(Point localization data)
++++++

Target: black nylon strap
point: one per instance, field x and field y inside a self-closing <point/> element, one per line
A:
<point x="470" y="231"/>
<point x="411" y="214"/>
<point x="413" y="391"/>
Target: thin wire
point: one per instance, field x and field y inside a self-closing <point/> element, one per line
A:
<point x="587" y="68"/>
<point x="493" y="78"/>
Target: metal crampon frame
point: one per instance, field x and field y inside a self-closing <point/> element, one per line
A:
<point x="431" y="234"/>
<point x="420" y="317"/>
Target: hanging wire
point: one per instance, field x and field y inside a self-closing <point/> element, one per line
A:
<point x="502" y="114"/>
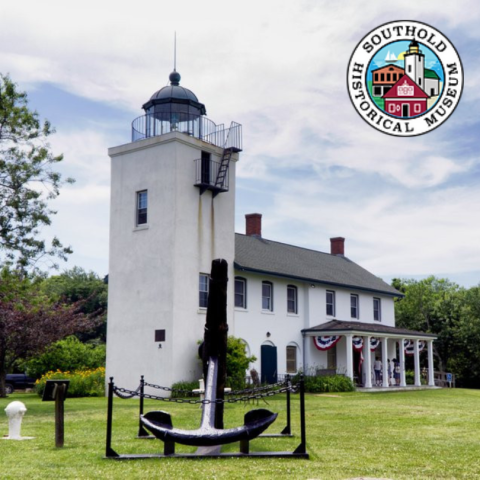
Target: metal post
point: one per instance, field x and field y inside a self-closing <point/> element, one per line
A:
<point x="141" y="429"/>
<point x="302" y="448"/>
<point x="288" y="429"/>
<point x="59" y="415"/>
<point x="109" y="452"/>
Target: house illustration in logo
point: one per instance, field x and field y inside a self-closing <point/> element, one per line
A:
<point x="406" y="91"/>
<point x="405" y="99"/>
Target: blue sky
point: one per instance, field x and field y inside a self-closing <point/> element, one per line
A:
<point x="408" y="207"/>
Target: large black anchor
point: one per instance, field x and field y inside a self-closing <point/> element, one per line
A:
<point x="211" y="431"/>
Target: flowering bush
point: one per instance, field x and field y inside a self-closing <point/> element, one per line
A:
<point x="83" y="383"/>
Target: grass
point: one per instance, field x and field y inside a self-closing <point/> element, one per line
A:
<point x="432" y="434"/>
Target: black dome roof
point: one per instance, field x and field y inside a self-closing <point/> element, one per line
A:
<point x="174" y="93"/>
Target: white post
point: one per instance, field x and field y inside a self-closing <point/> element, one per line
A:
<point x="386" y="380"/>
<point x="401" y="350"/>
<point x="431" y="377"/>
<point x="367" y="362"/>
<point x="348" y="346"/>
<point x="416" y="355"/>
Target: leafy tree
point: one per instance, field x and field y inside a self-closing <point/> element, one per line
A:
<point x="67" y="355"/>
<point x="30" y="321"/>
<point x="27" y="181"/>
<point x="237" y="361"/>
<point x="434" y="306"/>
<point x="466" y="361"/>
<point x="77" y="285"/>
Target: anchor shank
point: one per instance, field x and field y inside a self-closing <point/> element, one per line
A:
<point x="216" y="331"/>
<point x="208" y="413"/>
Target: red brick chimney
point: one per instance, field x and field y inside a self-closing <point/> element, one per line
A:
<point x="253" y="224"/>
<point x="337" y="246"/>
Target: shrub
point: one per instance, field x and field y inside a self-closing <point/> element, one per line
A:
<point x="67" y="355"/>
<point x="237" y="363"/>
<point x="83" y="383"/>
<point x="328" y="383"/>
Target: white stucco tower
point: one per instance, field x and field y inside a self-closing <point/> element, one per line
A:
<point x="415" y="64"/>
<point x="172" y="213"/>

++++++

Task requirements:
Go through the records and report each line that contains "metal".

Solution for this exercise:
Target: metal crampon frame
Target: metal post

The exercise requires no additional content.